Excerpt provided →
..............................

I thought I had closure from high school, I thought that my virtual graduation and all the weird quirks that came along with it had provided me the closure I needed. Until tonight; until I lay awake typing as I should be getting as much sleep as I can before my early wake up tomorrow.
But my daydream is finally becoming a reality. I am finally going to cross that Lawrenceville stage tomorrow, after watching so many of my friends do it themselves at their own graduations.
I often write that my feelings are probably difficult for most people to understand because although we all struggle, we never struggle exactly alike. However, I am beginning to believe the reverse: although we never struggle exactly alike, we all struggle nonetheless. Walking across the Lawrenceville graduation stage is no small feat for anyone. Whether you have battled mental illness, struggled with grades that did not reflect your effort, or dripped way too much sweat in Al Rashid to still be cut from that varsity team - our Lawrenceville experiences were all a struggle. I believe that we are all finally getting the chance to experience our daydream become our reality tomorrow.
I hope that as we walk across that stage, we are doing so first and foremost for ourselves. For everything that we, and our families, had to overcome to get us to that point. But I also hope that we are acknowledging what this campus has experienced in the past month. JR will never get to physically walk across that stage, but I hope we can each carry a bit of his legacy across with us.

..............................

Data extracts →
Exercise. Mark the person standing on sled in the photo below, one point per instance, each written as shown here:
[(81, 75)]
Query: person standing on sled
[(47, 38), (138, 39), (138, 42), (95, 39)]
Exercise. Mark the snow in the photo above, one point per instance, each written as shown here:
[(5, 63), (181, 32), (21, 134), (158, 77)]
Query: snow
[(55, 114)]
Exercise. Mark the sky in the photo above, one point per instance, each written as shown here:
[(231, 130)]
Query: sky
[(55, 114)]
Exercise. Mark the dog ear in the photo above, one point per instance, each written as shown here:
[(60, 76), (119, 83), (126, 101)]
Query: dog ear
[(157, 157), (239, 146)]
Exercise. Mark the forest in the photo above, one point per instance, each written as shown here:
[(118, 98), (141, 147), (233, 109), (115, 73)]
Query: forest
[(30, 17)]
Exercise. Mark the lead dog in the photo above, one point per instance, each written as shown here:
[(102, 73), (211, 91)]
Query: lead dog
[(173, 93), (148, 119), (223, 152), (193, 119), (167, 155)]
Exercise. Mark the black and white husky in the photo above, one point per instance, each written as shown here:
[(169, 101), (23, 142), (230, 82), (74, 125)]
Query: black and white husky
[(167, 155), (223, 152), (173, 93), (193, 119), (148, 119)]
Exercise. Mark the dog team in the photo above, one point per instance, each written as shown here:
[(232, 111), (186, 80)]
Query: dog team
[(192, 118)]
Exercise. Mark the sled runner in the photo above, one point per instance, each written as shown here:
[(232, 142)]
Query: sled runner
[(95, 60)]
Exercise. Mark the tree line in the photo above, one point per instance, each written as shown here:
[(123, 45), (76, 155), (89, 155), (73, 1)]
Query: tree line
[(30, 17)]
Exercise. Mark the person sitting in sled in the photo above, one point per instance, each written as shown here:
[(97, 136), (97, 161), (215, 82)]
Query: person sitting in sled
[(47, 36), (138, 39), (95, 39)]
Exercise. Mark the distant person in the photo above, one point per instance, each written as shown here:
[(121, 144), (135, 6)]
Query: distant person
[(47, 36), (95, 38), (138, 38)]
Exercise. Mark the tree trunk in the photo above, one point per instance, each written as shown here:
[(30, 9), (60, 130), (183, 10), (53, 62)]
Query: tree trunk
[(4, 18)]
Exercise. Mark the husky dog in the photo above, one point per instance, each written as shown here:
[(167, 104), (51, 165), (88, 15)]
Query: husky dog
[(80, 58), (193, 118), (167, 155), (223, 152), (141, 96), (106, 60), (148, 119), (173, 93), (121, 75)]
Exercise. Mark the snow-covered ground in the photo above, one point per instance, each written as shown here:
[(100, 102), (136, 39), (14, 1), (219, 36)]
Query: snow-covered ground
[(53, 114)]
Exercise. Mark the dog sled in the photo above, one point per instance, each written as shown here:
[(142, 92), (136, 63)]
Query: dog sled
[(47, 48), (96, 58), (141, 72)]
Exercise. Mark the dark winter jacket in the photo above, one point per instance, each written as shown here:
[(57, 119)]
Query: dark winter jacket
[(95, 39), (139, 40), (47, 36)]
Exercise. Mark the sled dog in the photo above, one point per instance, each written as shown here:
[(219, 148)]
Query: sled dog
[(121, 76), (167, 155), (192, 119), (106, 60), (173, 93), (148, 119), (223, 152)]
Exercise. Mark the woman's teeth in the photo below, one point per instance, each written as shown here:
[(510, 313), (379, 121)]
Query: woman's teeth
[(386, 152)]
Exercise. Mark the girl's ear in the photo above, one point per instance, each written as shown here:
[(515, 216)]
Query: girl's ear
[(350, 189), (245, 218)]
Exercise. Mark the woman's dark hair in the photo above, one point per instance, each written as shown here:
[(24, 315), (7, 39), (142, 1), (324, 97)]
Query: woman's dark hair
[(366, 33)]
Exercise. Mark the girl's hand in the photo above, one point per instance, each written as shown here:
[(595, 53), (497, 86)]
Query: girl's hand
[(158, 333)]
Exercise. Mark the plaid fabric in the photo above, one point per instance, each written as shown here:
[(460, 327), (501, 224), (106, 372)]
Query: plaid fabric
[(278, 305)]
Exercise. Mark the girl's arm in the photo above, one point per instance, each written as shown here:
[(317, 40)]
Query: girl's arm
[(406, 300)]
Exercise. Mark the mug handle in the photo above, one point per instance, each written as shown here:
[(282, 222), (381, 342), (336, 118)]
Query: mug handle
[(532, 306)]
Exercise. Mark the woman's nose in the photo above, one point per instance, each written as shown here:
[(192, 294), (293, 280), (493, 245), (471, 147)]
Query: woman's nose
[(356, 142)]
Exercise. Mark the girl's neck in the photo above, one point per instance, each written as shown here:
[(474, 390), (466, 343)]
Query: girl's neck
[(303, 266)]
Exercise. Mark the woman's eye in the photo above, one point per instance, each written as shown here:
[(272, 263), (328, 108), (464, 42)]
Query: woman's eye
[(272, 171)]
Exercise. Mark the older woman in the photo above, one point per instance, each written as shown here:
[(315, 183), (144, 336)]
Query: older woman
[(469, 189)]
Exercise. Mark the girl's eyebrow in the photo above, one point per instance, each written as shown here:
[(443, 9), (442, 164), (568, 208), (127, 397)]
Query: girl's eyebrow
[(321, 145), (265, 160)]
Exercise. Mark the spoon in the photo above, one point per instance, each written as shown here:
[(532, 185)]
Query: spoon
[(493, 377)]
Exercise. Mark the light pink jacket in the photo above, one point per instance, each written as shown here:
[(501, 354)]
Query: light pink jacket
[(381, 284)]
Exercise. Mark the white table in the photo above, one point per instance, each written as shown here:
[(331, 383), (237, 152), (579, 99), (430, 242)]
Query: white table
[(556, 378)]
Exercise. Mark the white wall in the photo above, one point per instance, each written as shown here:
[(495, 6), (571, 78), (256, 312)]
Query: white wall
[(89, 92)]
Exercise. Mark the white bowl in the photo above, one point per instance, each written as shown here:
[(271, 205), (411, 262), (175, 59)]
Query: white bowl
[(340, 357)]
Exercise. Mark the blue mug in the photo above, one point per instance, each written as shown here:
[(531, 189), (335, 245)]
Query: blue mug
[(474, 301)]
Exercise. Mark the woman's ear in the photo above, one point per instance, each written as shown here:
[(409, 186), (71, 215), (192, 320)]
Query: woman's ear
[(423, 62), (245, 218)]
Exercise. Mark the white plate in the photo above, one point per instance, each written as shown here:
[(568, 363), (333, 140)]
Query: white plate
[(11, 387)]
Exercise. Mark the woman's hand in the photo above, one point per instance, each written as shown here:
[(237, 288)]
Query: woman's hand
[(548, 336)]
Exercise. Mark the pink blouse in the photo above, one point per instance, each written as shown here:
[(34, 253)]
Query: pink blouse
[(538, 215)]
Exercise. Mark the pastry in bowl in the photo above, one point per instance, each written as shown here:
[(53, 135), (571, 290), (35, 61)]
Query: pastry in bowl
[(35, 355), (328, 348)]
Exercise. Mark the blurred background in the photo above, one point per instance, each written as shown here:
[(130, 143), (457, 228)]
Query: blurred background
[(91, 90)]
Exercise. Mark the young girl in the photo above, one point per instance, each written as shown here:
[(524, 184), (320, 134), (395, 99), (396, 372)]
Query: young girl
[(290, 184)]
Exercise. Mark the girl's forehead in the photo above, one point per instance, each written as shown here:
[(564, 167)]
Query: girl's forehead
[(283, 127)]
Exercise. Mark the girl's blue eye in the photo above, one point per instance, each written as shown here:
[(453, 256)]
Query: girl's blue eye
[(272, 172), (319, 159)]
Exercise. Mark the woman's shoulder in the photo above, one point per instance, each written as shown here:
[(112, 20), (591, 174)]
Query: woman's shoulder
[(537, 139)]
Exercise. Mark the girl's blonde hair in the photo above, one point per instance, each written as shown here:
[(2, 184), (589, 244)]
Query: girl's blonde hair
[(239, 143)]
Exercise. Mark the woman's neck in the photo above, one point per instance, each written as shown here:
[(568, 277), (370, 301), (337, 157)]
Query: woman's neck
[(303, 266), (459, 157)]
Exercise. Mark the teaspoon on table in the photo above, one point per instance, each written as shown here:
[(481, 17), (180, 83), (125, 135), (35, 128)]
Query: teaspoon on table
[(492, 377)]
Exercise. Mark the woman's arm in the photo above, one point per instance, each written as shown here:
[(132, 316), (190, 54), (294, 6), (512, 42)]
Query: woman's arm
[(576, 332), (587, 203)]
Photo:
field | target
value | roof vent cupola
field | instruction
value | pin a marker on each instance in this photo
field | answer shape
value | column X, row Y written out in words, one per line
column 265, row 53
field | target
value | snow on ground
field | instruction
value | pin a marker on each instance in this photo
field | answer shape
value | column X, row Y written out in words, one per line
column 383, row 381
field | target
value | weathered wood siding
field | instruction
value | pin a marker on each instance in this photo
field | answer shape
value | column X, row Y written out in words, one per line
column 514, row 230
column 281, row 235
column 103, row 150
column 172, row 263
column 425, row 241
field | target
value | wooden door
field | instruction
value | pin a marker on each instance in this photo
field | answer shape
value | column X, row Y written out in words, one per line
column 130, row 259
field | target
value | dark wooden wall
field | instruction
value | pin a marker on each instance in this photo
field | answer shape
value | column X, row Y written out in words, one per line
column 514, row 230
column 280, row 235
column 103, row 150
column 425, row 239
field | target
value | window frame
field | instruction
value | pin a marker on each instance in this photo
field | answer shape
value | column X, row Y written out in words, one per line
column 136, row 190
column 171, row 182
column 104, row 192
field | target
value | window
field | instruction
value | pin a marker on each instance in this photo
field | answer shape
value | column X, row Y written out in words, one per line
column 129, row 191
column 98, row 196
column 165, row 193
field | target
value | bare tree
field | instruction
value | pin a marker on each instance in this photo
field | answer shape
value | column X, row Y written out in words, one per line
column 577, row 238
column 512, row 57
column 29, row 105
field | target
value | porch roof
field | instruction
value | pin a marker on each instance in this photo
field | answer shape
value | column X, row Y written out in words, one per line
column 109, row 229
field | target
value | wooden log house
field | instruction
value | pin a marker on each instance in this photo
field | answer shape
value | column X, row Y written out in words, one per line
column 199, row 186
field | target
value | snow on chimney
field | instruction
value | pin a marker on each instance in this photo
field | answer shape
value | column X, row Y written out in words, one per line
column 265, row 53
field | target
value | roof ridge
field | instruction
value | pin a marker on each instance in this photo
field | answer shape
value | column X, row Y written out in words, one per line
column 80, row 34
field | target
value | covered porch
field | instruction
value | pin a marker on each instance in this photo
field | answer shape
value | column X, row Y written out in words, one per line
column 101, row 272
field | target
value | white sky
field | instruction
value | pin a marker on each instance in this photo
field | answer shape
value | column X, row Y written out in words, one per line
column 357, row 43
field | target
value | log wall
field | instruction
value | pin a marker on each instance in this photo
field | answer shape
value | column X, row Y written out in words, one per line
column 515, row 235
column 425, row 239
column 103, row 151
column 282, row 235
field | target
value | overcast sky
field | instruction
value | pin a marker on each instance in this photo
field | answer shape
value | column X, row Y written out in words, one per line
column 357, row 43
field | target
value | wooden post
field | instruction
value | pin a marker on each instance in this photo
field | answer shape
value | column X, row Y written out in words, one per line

..............................

Exercise brief → From the graduation reflection above, reproduce word for word the passage that begins at "I often write" and stops after "our reality tomorrow.".

Worked solution →
I often write that my feelings are probably difficult for most people to understand because although we all struggle, we never struggle exactly alike. However, I am beginning to believe the reverse: although we never struggle exactly alike, we all struggle nonetheless. Walking across the Lawrenceville graduation stage is no small feat for anyone. Whether you have battled mental illness, struggled with grades that did not reflect your effort, or dripped way too much sweat in Al Rashid to still be cut from that varsity team - our Lawrenceville experiences were all a struggle. I believe that we are all finally getting the chance to experience our daydream become our reality tomorrow.